*** Information provided
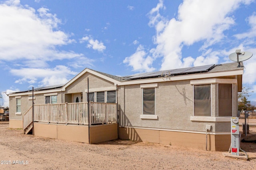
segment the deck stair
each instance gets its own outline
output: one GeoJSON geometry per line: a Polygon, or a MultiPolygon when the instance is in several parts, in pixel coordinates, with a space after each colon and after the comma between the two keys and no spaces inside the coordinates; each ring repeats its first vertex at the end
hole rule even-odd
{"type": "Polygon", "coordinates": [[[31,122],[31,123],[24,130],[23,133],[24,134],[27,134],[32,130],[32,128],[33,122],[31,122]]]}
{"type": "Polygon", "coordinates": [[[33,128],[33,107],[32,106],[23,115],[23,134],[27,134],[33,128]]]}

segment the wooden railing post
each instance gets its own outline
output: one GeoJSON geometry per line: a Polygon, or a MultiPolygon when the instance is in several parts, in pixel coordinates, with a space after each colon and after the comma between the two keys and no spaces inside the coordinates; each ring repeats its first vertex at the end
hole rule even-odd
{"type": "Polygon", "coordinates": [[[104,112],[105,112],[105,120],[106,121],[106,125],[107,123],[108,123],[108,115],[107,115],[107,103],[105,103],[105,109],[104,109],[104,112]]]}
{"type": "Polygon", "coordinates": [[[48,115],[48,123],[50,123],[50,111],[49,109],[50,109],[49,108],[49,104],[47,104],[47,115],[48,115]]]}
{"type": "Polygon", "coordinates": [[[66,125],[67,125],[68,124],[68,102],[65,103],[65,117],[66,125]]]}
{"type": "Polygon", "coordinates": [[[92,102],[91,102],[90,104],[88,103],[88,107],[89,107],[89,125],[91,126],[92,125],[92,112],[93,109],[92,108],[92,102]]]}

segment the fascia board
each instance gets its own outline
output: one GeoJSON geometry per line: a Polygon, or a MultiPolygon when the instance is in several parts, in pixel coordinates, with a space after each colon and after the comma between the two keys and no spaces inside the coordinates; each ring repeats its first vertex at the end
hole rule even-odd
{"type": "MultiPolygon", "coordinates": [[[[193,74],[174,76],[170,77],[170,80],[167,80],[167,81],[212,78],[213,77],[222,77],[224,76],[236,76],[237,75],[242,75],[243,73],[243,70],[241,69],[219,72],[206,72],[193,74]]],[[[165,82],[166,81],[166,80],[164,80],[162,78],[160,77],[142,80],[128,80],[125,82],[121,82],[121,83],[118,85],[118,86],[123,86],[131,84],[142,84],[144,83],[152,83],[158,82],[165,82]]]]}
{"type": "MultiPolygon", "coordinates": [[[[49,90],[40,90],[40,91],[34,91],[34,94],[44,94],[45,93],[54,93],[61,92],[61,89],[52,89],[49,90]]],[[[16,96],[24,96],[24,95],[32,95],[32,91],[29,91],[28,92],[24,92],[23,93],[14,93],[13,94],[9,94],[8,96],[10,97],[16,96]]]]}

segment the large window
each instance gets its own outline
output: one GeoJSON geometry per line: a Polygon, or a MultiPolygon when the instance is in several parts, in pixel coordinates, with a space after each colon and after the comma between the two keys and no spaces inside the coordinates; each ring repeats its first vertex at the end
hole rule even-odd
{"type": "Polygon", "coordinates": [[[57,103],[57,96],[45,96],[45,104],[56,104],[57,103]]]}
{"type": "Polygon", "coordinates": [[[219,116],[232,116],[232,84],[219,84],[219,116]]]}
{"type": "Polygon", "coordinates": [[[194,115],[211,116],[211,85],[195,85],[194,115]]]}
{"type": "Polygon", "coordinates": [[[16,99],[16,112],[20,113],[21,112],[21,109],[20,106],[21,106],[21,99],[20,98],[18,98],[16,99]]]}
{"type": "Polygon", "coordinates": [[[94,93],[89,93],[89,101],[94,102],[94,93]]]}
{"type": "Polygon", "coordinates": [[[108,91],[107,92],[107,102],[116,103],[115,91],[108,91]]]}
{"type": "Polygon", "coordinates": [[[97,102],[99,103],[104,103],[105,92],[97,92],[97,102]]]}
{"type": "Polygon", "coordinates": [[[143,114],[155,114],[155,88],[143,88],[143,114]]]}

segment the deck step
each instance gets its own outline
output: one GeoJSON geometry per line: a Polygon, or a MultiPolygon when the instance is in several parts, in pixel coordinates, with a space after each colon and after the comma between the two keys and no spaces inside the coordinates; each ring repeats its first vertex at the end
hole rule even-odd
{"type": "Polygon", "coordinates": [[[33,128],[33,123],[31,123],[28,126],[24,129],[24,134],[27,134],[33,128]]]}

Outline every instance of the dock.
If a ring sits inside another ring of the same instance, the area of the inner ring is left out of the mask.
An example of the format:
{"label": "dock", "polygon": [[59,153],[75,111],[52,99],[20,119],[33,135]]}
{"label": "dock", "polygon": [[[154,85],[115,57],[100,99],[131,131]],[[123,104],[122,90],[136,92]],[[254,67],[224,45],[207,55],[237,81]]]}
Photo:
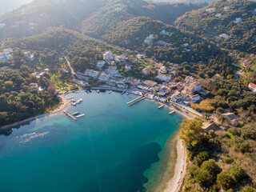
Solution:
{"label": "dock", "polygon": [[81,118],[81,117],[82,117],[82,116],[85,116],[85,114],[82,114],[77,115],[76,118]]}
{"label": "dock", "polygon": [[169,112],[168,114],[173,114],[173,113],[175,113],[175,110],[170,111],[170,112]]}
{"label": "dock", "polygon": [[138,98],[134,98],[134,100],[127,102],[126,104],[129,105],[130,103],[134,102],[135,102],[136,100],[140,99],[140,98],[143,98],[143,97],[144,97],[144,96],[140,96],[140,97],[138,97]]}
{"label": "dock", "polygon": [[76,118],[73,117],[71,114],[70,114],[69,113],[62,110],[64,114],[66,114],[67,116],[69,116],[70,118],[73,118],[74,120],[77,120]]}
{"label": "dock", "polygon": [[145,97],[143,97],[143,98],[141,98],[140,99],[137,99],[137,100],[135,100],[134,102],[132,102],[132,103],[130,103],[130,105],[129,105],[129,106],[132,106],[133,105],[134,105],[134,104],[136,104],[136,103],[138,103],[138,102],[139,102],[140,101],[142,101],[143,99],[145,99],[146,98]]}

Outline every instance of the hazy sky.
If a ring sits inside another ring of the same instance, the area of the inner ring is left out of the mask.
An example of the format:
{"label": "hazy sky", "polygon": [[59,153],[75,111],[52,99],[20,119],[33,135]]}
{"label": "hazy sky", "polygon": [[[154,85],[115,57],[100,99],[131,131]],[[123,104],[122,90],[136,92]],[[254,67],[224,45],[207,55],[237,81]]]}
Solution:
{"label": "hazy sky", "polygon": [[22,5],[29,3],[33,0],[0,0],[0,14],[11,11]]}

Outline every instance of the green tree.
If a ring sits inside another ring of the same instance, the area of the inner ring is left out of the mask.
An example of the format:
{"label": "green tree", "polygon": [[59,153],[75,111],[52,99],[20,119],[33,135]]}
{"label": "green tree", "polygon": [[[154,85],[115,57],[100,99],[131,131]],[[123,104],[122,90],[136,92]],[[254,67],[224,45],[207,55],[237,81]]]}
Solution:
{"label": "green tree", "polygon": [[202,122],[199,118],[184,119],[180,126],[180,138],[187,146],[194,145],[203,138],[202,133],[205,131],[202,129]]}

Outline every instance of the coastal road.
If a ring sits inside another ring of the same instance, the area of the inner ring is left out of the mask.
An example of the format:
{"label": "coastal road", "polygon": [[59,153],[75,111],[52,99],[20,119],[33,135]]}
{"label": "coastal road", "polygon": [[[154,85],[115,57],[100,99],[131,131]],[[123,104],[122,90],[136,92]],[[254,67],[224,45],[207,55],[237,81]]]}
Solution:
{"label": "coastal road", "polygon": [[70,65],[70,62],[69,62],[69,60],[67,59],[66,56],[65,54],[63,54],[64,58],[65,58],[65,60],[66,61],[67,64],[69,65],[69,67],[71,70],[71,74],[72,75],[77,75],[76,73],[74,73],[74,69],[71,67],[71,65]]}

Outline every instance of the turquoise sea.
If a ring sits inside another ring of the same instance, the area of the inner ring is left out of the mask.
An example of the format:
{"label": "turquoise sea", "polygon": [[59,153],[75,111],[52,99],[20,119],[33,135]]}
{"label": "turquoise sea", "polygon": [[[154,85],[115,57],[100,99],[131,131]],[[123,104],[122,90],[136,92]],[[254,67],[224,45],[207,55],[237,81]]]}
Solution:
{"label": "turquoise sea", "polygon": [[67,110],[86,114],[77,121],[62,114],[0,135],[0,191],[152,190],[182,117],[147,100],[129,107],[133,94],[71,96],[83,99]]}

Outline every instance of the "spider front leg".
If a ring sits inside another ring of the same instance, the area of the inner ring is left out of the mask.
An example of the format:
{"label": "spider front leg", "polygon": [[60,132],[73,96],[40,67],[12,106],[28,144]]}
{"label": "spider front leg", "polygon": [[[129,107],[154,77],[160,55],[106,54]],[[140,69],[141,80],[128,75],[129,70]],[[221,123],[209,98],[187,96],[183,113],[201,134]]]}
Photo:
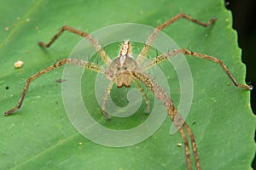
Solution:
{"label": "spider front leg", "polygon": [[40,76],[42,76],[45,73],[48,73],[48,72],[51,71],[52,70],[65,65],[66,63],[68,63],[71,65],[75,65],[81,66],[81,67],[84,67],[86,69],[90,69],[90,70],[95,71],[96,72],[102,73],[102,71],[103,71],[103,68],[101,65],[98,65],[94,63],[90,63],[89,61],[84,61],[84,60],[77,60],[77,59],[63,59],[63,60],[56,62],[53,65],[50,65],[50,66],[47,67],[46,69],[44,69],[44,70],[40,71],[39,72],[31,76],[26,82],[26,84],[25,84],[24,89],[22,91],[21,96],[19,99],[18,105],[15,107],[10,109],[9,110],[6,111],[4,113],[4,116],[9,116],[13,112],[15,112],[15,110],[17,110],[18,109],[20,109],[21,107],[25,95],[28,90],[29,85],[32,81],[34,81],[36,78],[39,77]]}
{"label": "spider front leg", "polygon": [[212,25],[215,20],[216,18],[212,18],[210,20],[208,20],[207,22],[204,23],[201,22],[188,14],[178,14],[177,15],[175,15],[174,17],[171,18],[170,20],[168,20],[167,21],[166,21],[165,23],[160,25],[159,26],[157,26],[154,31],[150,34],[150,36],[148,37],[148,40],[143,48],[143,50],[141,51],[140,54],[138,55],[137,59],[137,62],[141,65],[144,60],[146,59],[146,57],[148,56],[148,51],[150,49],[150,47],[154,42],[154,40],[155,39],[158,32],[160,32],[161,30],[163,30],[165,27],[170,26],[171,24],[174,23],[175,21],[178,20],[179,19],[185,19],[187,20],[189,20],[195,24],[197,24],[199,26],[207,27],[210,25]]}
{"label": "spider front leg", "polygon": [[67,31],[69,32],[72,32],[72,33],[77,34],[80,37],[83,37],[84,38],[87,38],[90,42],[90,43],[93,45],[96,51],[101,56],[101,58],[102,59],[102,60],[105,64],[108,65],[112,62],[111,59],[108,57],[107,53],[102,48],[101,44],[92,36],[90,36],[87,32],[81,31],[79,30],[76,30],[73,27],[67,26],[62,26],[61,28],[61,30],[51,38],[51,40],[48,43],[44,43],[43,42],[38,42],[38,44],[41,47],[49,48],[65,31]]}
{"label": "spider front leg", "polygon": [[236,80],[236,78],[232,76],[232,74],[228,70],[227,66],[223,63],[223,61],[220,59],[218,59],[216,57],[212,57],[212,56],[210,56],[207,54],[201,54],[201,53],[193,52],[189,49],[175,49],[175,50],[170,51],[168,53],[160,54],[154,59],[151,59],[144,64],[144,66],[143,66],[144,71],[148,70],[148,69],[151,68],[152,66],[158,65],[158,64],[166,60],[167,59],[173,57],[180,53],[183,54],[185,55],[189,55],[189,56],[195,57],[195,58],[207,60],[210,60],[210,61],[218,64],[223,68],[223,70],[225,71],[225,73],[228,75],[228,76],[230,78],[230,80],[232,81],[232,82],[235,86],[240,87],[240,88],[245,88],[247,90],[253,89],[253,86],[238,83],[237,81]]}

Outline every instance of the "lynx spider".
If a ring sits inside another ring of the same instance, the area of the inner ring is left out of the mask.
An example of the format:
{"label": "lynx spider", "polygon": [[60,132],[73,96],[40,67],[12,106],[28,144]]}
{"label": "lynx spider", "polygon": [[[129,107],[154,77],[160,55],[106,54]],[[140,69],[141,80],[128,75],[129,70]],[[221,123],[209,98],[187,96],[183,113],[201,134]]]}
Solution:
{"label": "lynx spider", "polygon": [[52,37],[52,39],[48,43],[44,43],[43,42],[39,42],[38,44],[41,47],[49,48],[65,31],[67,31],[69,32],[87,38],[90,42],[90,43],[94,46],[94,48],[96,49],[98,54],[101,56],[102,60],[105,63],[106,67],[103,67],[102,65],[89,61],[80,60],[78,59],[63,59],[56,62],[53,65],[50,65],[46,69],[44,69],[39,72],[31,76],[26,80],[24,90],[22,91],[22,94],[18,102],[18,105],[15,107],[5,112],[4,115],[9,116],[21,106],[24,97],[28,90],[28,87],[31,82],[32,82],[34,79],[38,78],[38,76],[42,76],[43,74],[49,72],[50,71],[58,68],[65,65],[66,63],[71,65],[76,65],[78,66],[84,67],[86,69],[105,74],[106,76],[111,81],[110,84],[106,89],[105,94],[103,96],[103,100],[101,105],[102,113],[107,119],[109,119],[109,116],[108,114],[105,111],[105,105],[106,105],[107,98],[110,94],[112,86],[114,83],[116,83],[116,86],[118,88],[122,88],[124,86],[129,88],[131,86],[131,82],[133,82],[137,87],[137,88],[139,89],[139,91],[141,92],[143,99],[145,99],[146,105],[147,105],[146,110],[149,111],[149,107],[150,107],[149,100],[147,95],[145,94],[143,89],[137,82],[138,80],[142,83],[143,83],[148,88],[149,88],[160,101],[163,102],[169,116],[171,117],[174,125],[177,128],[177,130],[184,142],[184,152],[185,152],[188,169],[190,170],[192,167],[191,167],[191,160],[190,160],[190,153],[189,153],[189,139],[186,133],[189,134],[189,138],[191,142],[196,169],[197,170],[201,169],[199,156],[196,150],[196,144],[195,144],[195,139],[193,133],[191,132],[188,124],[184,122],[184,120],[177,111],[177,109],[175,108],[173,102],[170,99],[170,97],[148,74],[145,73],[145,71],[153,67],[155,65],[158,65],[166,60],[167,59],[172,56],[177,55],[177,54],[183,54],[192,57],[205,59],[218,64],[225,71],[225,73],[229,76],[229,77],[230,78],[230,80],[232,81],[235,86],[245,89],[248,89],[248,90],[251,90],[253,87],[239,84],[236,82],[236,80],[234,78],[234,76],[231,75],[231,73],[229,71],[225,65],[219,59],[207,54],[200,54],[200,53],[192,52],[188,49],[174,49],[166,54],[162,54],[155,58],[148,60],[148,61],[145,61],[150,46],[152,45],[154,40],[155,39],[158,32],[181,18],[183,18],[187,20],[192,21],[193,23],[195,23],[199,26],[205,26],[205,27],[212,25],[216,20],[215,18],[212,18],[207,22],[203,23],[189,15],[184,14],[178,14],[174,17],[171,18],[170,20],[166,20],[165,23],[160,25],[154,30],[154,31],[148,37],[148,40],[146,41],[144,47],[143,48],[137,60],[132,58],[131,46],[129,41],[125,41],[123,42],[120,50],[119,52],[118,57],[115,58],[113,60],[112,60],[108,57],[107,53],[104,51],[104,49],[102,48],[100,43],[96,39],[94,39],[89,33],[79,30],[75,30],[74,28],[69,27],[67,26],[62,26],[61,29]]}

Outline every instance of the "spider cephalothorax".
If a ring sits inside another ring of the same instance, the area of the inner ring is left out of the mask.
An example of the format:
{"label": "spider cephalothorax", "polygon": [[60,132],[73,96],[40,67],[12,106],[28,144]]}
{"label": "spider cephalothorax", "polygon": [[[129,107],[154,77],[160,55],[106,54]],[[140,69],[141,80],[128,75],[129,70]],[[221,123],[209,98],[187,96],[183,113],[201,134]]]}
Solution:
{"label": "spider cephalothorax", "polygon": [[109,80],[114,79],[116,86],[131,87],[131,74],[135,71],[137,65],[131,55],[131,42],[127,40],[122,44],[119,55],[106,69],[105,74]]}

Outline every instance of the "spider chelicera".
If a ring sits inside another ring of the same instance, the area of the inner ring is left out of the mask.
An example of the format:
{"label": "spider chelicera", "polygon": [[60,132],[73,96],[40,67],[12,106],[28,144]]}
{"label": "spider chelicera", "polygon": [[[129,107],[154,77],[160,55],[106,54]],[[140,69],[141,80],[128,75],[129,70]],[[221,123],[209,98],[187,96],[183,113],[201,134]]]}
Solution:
******
(Work required) Pick out each line in the entries above that contains the word "every". Case counts, so a line with the word in different capitalization does not qualify.

(Task solution)
Outline every instance of the dock.
Outline every instance of the hazy sky.
Outline every instance of the green tree.
Outline every instance of the coastal road.
Outline every instance of the turquoise sea.
Outline every instance of the "spider front leg".
Outline every instance of the "lynx spider".
Outline every instance of the "spider cephalothorax".
Outline every instance of the "spider chelicera".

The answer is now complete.